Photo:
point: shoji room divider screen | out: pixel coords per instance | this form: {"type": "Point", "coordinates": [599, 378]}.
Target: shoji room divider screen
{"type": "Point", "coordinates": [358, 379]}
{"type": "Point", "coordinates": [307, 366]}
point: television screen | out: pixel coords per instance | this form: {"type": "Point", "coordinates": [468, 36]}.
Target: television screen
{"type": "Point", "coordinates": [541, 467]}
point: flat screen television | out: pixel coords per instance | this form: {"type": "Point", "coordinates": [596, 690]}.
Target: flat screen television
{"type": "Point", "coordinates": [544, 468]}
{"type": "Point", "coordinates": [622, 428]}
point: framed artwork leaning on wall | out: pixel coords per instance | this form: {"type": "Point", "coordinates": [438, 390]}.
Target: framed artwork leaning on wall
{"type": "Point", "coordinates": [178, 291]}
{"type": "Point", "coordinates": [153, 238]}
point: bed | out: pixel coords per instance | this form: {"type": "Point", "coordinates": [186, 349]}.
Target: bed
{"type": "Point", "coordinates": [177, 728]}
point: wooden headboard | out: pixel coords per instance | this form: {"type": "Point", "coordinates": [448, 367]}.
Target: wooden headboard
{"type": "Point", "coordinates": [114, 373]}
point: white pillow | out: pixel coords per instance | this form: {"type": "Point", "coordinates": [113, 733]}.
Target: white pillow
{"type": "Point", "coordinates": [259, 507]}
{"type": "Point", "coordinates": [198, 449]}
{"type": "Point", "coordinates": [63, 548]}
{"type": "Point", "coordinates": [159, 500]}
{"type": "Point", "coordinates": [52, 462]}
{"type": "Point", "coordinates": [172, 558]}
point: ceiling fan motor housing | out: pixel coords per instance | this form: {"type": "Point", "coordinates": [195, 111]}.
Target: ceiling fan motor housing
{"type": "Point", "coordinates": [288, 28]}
--------
What you are asked to do
Reproduce the lines of the entries above exactly, but only from the line containing "point: bed |" through the final line.

Result of this task
point: bed | out: pixel coords per instance | this form: {"type": "Point", "coordinates": [186, 349]}.
Target: bed
{"type": "Point", "coordinates": [177, 728]}
point: wooden headboard | out: pixel coords per instance | this form: {"type": "Point", "coordinates": [448, 367]}.
Target: wooden headboard
{"type": "Point", "coordinates": [114, 373]}
point: white pillow | out: pixel coords per instance | this form: {"type": "Point", "coordinates": [113, 733]}.
Target: white pillow
{"type": "Point", "coordinates": [259, 507]}
{"type": "Point", "coordinates": [198, 449]}
{"type": "Point", "coordinates": [63, 548]}
{"type": "Point", "coordinates": [159, 500]}
{"type": "Point", "coordinates": [52, 462]}
{"type": "Point", "coordinates": [172, 558]}
point: ceiling fan motor housing | out: pixel coords per instance | this form: {"type": "Point", "coordinates": [195, 111]}.
Target: ceiling fan motor housing
{"type": "Point", "coordinates": [288, 28]}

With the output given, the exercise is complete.